- The task -
In the records below, begin at the line containing "Target: paved walkway" and end at the line containing "Reviewer note: every instance of the wall-mounted"; quote every line in that span exactly, including both boundary lines, and no others.
Content starts
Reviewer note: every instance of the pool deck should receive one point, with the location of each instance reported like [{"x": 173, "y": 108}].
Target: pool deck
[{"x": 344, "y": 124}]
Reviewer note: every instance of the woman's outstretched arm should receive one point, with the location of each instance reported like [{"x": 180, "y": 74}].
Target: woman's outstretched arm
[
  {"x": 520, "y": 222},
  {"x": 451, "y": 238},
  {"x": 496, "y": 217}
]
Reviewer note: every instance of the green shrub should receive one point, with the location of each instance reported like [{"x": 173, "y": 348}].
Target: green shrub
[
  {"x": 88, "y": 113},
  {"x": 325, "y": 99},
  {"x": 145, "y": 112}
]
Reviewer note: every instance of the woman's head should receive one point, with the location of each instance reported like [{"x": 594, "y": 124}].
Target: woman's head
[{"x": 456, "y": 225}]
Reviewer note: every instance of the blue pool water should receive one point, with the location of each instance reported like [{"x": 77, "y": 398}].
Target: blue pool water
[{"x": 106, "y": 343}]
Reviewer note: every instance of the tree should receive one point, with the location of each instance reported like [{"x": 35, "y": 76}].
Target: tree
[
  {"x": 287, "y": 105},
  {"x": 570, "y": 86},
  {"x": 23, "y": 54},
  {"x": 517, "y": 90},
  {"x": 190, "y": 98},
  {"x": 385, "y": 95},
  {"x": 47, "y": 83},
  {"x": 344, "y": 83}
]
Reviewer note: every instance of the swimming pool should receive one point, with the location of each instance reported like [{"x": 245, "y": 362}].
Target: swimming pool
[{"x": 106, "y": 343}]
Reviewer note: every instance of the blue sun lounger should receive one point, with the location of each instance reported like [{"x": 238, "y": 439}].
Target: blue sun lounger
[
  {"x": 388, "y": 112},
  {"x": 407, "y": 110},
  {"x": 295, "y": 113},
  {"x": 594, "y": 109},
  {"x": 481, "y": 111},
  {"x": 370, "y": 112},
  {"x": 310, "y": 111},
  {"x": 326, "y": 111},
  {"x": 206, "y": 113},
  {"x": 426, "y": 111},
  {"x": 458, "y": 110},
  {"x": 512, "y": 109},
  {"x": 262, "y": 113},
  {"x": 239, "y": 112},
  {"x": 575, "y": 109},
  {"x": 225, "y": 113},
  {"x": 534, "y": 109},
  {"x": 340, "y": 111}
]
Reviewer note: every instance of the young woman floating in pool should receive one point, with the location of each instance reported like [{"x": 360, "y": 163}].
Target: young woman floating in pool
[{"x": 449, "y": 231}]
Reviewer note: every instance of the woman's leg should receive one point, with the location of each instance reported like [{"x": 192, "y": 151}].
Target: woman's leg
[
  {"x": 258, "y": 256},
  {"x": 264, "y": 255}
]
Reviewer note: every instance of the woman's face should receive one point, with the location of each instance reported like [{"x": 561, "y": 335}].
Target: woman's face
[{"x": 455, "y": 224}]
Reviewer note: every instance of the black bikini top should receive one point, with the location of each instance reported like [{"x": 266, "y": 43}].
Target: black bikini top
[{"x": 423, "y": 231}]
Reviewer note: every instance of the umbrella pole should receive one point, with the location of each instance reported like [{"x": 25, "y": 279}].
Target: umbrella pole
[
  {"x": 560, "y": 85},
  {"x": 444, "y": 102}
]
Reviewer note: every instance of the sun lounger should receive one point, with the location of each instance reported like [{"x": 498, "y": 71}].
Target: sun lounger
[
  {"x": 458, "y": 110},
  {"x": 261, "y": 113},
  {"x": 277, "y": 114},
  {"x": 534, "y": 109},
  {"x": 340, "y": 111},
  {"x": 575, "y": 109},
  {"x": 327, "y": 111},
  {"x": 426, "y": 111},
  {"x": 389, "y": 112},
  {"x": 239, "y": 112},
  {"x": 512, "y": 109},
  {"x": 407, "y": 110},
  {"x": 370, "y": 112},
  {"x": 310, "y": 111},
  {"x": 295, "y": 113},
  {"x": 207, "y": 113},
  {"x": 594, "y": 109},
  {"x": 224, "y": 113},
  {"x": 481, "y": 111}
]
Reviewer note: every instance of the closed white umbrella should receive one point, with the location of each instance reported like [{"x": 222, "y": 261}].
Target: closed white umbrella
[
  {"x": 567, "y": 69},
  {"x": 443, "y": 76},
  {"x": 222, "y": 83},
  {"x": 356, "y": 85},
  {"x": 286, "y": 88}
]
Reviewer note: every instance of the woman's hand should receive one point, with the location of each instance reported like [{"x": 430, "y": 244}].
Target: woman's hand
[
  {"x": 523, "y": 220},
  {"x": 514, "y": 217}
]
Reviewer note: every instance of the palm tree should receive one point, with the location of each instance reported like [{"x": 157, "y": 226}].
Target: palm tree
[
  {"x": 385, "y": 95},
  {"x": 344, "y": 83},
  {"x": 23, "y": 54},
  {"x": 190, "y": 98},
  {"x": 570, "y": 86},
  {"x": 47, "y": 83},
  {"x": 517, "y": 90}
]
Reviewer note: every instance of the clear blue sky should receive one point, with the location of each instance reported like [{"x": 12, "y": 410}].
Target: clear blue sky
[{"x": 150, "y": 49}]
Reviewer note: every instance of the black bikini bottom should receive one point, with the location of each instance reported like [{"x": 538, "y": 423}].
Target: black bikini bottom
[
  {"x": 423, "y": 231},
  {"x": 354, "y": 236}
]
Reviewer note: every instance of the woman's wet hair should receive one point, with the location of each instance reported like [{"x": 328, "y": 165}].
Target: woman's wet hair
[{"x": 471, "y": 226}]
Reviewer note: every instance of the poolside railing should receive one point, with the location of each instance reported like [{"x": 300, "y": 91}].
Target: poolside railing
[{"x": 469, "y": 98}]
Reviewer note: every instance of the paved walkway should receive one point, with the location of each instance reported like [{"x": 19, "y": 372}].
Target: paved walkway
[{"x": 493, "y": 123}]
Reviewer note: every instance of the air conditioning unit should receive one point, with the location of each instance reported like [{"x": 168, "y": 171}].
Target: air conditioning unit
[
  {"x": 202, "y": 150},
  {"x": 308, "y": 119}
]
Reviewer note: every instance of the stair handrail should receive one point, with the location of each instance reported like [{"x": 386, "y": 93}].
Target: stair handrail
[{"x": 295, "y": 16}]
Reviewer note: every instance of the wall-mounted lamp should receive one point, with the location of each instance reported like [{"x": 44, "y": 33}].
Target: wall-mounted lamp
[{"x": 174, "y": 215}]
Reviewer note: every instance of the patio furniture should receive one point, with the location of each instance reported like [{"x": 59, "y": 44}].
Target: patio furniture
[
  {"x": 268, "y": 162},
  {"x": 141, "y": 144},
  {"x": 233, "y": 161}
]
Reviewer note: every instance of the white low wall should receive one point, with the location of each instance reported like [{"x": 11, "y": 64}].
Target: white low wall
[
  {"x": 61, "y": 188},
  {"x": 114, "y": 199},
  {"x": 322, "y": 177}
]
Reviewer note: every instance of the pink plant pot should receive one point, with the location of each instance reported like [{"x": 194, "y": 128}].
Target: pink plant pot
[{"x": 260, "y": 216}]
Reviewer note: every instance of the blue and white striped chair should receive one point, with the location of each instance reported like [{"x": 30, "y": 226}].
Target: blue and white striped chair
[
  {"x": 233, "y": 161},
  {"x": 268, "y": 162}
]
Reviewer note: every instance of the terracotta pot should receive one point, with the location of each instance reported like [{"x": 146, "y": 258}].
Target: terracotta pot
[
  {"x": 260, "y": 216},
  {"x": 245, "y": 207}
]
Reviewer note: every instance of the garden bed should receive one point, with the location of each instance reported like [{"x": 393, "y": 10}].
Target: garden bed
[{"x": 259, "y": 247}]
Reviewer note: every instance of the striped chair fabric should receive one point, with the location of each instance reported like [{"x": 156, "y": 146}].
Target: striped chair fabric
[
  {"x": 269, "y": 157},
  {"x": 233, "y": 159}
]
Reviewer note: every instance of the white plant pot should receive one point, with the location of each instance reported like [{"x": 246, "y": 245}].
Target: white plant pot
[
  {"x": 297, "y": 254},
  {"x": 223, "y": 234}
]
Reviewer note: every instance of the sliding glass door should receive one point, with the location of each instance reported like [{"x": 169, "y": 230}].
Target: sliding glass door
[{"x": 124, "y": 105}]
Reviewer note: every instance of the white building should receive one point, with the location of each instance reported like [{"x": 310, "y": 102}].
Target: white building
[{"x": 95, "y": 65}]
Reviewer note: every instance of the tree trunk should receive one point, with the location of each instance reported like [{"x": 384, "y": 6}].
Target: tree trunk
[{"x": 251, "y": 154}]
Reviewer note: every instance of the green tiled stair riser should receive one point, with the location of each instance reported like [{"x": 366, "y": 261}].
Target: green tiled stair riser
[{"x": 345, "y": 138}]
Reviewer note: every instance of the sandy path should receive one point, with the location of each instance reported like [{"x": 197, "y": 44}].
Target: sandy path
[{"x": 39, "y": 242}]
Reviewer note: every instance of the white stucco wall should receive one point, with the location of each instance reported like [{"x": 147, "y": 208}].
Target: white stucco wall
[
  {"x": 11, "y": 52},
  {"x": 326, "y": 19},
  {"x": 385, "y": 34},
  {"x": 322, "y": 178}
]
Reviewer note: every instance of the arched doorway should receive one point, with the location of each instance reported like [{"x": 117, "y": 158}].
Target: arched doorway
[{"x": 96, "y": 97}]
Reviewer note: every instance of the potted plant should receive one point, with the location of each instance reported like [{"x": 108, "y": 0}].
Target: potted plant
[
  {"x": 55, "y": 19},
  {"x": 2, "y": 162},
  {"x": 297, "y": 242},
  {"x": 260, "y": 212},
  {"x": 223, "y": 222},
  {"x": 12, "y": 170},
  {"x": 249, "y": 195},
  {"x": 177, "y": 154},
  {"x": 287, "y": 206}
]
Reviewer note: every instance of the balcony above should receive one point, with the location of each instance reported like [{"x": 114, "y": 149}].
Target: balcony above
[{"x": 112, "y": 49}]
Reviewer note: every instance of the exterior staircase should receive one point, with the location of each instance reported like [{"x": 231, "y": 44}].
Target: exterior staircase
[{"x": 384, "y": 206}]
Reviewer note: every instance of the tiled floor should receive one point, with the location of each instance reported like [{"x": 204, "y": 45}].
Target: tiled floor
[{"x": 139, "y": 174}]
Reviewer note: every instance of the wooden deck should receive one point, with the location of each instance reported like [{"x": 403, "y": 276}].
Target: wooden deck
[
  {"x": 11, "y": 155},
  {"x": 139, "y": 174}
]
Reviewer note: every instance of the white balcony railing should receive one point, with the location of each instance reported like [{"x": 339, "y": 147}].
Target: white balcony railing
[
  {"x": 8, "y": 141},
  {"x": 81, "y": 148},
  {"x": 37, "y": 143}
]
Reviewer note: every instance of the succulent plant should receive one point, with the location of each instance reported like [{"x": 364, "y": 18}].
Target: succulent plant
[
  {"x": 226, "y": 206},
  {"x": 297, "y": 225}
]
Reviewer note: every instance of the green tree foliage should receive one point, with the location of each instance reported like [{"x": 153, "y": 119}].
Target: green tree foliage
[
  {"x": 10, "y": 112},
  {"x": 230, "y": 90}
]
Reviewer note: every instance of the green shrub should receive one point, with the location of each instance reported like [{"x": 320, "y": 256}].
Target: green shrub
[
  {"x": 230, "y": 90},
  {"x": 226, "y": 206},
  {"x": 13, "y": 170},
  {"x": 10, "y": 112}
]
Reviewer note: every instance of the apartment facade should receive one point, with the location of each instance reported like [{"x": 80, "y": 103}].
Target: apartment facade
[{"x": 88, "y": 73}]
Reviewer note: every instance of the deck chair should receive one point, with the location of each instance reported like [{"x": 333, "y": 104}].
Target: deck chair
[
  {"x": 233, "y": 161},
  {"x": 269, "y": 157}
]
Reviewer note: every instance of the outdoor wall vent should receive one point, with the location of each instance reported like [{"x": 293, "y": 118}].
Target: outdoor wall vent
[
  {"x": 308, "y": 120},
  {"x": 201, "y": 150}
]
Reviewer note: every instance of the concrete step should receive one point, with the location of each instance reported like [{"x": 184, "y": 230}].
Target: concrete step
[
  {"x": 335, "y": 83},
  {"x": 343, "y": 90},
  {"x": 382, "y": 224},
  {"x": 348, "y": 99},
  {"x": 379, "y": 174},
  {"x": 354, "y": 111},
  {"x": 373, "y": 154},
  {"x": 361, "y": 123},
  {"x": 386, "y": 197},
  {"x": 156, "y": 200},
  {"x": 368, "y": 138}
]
Content ends
- Answer space -
Target: paved walkway
[{"x": 493, "y": 123}]
Reviewer note: every instance of the air conditioning unit should receive one point, with the location of each instance reported like [{"x": 168, "y": 171}].
Target: air conditioning unit
[
  {"x": 202, "y": 150},
  {"x": 308, "y": 119}
]
Reviewer note: every instance of the stair handrail should receive one point, with the location of each instance reported like [{"x": 386, "y": 93}].
Target: stair handrail
[{"x": 295, "y": 16}]
Reviewer note: every instance of the wall-mounted lamp should receive one point, with the location of each instance reported like [{"x": 44, "y": 33}].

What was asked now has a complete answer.